** Begin **
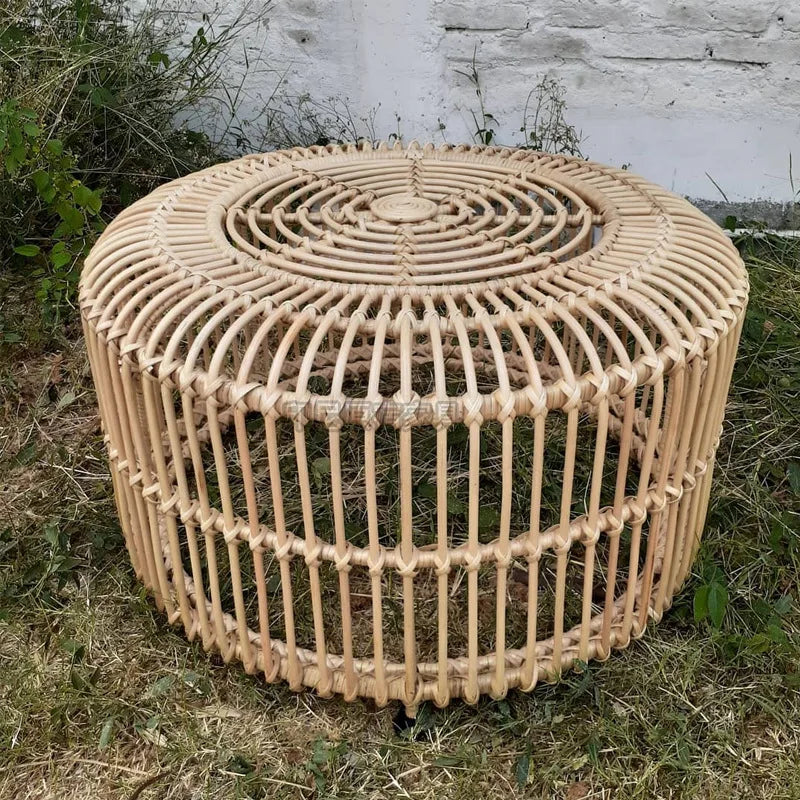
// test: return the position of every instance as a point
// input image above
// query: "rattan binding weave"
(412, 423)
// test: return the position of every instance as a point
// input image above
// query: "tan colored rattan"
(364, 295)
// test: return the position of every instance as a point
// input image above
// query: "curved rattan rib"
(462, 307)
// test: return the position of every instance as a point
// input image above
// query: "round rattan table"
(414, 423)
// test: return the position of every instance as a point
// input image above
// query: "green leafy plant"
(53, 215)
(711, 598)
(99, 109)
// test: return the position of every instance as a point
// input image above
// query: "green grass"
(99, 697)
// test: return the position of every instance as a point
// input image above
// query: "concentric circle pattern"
** End **
Recast the records above as a Markdown table with the columns Row and Line, one row per line with its number, skipping blank lines. Leave the picture lines out.

* _RESULT_
| Row | Line |
|---|---|
| 1 | // test: return the position of every instance as a point |
| 2 | // input image above |
| 3 | // query: "rattan binding weave" |
| 4 | (412, 423) |
| 5 | // test: return the position of every instance as a point |
| 6 | // input image above |
| 7 | // query: "tan colored rattan" |
| 8 | (364, 295) |
| 9 | // test: return the position of every instance as a point |
| 10 | // input image above |
| 11 | // query: "curved rattan rib" |
| 12 | (462, 307) |
| 13 | // test: return the position of every instance as a point |
| 14 | // input image above |
| 15 | // query: "round rattan table" |
| 16 | (414, 423) |
| 17 | // test: return the position of every instance as a point |
| 18 | // input image above |
| 19 | // query: "green leafy plant" |
| 20 | (53, 215) |
| 21 | (711, 598) |
| 22 | (99, 109) |
| 23 | // test: return the position of every instance as a point |
| 24 | // input image above |
| 25 | // query: "green grass" |
| 26 | (99, 697) |
| 27 | // test: return the position of every instance as a point |
| 28 | // input image above |
| 29 | // query: "concentric circle pattern" |